Items
================================
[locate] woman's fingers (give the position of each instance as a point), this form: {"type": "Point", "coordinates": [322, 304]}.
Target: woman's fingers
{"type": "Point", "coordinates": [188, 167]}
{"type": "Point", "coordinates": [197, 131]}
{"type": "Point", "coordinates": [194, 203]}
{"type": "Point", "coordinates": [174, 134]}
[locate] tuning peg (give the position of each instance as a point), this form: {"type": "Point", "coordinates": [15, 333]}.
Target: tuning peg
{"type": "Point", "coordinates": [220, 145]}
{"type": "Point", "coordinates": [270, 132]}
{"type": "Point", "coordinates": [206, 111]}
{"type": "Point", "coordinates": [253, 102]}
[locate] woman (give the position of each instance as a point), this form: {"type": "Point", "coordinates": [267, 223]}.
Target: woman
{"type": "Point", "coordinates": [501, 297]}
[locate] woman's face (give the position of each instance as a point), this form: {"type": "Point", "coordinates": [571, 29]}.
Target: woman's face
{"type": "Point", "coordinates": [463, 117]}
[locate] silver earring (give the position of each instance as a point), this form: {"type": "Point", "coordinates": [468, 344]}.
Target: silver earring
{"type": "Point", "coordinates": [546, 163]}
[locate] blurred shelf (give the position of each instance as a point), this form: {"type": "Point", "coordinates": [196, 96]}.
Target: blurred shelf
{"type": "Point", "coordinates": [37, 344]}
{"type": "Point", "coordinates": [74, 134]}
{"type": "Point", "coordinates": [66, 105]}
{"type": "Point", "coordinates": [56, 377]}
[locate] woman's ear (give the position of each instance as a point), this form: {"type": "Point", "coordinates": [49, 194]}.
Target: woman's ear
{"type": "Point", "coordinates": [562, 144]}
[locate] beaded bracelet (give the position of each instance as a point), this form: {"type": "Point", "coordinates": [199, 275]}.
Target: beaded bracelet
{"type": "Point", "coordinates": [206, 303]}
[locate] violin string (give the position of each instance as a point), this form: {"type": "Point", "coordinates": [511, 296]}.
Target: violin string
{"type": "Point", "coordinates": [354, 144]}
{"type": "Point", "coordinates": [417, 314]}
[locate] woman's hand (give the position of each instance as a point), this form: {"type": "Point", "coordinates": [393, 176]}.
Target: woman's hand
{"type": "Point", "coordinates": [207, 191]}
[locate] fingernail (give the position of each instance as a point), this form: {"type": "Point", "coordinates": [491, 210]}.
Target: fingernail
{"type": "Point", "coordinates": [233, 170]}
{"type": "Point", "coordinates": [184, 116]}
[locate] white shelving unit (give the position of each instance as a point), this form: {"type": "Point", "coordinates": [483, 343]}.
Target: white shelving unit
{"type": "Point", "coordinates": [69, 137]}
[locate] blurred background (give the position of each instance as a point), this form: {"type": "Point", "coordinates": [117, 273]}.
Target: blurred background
================================
Directions for this task
Give every nonblank line of the listing, from the line containing "[locate] blurred background" through the end of the listing, inclusive, as a Markdown table with the columns Row and Line.

Solution for this exercise
| Row | Line |
|---|---|
| 1 | [locate] blurred background (give the position of each instance as a point), this form: {"type": "Point", "coordinates": [117, 273]}. |
| 2 | Target: blurred background |